## start Records supplied
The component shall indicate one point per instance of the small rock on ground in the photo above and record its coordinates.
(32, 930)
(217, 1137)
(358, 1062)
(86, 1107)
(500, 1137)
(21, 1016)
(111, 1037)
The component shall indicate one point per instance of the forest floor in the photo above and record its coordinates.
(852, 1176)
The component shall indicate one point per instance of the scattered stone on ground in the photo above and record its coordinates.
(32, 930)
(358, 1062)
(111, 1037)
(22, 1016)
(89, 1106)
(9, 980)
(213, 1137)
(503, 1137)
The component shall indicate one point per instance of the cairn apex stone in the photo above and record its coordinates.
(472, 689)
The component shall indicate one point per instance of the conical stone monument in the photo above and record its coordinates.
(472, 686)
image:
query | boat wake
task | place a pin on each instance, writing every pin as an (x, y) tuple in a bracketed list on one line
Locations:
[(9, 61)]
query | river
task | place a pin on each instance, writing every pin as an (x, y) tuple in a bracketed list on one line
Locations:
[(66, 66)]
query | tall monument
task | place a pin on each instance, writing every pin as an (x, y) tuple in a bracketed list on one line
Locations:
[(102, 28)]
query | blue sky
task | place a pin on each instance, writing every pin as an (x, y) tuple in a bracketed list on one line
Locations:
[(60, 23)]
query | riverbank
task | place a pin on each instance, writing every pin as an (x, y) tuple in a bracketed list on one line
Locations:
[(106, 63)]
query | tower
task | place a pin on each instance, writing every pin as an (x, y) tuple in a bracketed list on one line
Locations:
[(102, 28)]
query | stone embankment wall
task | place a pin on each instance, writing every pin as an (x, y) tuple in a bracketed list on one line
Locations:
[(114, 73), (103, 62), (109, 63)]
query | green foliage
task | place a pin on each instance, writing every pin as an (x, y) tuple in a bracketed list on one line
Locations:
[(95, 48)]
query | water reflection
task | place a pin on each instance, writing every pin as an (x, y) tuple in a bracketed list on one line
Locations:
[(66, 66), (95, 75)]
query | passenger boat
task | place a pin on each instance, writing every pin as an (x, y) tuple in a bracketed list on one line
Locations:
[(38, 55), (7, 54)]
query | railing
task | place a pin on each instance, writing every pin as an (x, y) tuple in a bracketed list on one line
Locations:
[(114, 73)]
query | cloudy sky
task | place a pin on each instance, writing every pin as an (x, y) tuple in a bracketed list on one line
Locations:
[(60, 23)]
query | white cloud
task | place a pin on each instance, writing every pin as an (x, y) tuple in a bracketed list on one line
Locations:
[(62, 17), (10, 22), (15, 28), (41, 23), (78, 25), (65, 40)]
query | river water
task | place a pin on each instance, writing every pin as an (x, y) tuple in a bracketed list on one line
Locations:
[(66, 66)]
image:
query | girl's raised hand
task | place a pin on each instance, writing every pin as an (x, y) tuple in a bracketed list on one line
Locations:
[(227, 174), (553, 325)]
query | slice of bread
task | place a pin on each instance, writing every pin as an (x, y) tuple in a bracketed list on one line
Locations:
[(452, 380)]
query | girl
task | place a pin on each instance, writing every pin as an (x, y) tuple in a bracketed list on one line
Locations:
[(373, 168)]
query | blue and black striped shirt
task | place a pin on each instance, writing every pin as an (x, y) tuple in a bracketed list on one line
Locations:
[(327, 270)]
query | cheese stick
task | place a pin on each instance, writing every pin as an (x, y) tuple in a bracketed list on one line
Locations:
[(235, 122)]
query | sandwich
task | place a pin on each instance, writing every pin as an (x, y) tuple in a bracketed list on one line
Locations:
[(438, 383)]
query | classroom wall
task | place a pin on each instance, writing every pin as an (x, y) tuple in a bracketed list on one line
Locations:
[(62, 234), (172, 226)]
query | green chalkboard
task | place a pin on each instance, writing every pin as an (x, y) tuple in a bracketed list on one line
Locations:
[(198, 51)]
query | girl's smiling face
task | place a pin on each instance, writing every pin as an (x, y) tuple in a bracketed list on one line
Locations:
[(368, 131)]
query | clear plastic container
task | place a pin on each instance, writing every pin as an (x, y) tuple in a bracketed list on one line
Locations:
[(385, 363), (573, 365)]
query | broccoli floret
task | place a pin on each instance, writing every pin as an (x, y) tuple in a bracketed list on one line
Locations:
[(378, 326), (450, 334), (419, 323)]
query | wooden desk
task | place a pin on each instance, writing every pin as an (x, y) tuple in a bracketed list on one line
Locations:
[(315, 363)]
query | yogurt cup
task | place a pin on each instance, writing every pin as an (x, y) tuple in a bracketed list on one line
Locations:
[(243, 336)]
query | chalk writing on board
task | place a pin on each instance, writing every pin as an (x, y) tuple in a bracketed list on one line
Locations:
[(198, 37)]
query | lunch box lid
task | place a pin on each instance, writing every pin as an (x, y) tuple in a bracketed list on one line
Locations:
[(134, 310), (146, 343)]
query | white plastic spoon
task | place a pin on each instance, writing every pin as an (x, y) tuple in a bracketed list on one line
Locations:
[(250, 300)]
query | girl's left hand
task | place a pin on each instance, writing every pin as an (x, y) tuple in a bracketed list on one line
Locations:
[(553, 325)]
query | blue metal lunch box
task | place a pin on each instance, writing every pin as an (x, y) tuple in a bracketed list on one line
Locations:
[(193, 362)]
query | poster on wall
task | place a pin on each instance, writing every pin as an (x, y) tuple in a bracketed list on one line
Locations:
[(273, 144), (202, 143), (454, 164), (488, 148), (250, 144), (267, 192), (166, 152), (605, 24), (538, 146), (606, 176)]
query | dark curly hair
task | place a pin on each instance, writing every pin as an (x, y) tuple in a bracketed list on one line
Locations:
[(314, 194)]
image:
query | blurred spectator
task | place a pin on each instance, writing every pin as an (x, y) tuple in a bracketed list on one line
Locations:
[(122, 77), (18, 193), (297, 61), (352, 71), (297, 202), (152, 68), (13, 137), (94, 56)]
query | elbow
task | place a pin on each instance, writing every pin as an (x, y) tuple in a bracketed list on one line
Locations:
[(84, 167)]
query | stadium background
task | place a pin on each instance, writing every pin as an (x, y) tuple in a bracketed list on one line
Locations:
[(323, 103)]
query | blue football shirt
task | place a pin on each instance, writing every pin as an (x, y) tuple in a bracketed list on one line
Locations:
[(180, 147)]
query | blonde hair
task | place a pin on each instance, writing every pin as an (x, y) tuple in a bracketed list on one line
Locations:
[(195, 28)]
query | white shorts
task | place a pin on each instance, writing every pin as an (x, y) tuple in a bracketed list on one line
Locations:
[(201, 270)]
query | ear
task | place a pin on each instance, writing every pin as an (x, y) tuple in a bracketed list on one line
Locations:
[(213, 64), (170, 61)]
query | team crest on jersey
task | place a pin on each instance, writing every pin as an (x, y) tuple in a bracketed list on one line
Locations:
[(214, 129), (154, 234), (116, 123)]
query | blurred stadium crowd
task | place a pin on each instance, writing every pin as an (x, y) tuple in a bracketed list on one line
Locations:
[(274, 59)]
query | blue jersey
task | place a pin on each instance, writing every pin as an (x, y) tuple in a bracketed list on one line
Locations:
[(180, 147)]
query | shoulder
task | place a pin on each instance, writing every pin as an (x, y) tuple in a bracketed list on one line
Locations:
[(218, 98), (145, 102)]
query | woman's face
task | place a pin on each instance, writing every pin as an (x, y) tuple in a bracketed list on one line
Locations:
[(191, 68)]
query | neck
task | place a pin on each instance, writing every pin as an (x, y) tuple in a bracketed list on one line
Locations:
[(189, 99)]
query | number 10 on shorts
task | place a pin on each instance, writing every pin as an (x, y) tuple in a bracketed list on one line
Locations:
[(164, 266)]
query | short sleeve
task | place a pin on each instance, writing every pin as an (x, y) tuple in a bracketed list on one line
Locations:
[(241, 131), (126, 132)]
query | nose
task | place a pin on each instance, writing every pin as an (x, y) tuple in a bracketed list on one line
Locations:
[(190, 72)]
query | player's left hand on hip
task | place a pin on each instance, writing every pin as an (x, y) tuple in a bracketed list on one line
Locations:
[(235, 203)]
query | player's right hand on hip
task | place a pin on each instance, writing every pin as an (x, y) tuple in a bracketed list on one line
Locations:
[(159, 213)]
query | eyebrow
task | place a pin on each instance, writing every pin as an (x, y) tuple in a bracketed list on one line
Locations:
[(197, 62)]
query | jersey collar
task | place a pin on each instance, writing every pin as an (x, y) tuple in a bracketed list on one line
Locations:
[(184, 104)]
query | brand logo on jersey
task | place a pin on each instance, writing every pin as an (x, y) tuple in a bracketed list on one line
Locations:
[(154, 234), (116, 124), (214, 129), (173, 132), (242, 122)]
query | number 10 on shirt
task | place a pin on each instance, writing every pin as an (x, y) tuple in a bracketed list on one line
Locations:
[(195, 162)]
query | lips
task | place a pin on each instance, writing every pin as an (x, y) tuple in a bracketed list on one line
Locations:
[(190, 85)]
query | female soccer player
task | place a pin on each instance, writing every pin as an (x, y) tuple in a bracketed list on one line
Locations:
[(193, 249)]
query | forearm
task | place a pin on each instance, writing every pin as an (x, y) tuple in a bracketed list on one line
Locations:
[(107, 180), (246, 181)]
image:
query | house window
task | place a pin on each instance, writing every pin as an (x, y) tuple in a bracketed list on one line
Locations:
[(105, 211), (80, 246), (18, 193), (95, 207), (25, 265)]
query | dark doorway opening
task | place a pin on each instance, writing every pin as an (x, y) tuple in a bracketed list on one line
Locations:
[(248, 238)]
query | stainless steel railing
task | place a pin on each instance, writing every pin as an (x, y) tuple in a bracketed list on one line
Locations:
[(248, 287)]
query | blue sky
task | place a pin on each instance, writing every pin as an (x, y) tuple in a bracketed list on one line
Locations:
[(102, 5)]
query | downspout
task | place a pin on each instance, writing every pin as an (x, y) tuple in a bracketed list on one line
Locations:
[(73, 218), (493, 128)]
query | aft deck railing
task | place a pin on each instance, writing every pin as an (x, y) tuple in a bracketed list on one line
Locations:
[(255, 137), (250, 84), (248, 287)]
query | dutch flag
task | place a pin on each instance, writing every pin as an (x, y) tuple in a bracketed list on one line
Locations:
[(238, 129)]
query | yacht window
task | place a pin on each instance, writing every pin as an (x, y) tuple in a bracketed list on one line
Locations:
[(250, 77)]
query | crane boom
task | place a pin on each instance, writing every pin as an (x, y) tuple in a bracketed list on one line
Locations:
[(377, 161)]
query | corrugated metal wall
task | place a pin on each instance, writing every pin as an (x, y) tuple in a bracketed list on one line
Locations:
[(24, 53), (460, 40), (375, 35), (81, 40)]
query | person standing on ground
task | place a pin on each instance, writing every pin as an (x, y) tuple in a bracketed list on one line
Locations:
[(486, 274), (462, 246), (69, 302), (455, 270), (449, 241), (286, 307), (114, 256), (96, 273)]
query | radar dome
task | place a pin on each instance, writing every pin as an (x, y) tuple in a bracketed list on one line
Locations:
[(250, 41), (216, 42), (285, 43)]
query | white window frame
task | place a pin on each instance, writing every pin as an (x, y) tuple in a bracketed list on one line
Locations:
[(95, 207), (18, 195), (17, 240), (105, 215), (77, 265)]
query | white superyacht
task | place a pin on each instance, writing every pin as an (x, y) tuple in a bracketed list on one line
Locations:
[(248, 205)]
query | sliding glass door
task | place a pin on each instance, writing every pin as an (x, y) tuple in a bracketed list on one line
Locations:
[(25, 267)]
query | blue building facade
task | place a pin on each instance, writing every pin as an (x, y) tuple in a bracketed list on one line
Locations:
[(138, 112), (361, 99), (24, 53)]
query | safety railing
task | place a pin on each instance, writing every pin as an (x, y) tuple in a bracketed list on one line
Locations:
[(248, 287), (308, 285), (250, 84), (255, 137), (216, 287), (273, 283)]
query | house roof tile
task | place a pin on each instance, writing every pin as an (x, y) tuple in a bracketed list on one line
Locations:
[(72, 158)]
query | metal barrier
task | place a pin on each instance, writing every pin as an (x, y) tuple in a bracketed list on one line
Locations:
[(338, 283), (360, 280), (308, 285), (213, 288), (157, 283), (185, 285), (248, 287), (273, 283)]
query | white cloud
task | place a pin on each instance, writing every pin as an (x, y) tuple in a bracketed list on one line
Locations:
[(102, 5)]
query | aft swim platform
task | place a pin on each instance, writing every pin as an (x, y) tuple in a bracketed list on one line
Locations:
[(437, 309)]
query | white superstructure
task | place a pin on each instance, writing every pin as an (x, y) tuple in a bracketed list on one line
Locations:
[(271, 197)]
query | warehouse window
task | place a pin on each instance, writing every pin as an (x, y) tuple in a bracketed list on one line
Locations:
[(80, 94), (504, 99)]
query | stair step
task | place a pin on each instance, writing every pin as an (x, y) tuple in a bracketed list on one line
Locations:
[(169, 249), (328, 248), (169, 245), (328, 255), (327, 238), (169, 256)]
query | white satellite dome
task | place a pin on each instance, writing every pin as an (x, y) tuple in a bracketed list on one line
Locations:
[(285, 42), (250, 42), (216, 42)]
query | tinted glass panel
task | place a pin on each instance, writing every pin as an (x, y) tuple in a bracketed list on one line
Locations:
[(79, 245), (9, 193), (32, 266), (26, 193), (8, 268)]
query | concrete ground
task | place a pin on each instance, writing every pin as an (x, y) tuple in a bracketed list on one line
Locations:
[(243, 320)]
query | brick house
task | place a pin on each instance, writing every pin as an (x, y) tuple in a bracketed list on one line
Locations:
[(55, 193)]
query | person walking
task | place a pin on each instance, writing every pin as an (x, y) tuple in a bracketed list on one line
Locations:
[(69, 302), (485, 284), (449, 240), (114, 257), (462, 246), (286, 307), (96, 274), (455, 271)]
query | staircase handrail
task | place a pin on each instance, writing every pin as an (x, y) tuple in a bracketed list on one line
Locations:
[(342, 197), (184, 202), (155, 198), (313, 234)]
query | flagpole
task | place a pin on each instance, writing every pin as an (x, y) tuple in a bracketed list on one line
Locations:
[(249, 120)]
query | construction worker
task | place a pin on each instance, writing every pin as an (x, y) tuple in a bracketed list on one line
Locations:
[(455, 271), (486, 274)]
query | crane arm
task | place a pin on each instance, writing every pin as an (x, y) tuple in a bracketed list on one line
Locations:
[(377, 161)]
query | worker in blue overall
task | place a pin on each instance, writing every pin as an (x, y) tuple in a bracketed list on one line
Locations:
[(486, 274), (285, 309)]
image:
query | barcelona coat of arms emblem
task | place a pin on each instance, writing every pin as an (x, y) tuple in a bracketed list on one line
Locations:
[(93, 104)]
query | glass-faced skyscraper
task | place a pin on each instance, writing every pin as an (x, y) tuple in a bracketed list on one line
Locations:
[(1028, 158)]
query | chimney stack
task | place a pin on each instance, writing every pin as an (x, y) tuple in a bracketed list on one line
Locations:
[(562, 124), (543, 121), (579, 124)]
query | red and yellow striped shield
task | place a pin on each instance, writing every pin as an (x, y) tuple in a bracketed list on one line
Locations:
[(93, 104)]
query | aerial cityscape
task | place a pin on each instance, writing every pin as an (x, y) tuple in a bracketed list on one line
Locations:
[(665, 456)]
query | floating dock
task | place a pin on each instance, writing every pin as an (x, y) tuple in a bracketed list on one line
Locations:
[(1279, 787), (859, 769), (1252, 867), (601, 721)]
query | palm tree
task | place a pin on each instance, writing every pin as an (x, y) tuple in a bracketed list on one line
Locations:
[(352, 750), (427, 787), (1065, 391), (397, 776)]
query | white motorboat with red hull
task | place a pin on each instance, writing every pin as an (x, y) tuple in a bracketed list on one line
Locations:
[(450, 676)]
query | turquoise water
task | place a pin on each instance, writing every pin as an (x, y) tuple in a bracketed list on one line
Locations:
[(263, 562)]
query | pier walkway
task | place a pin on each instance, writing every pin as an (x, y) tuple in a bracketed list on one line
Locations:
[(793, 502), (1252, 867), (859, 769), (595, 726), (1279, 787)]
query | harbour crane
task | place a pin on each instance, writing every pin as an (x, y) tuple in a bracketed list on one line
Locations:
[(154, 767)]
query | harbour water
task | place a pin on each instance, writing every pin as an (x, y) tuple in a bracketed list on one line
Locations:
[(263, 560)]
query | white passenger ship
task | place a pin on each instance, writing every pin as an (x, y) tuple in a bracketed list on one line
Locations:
## end Records supplied
**Requirement:** Take the lines starting with the line with "query | white shorts" and going on through the line with "[(164, 266)]", and write them out again with "Locations" changed to "Points" and everything else left the same.

**Solution to this problem:**
query | white shorts
task | place a pin on each instance, writing every pin as an (x, y) tuple in a bracketed list on one line
Points:
[(201, 270)]
query | ear
task | place a pin on each instance, writing every pin as an (x, y) tuple in a bracketed list on one line
Points:
[(213, 64), (170, 61)]
query | team crest on jersey
task | place a pin on each instance, writing every pin as an (x, y) tuple in a bracketed list on one line
Points:
[(214, 129), (154, 234), (116, 123)]
query | blurred stadium crowd
task | place a pin on each instance, writing every pin as an (x, y) tuple in a bracketed list on one line
Points:
[(274, 59)]
query | blue jersey
task | place a pin on each instance, writing every pin as an (x, y) tuple in a bracketed list on one line
Points:
[(180, 147)]
query | shoulder
task | place a pin on each instance, writing every pin as an (x, y) tuple in a bracketed list on one line
Points:
[(218, 98), (145, 102)]
query | woman's face
task | place a pin on each instance, writing every pin as an (x, y) tuple in a bracketed list on one line
Points:
[(191, 68)]
query | neck
task | place a pin on each instance, writing every pin as an (x, y) tuple in a bracketed list on one line
Points:
[(189, 99)]
query | number 10 on shorts
task | place a pin on each instance, writing every pin as an (x, y) tuple in a bracketed list on one line
Points:
[(164, 266)]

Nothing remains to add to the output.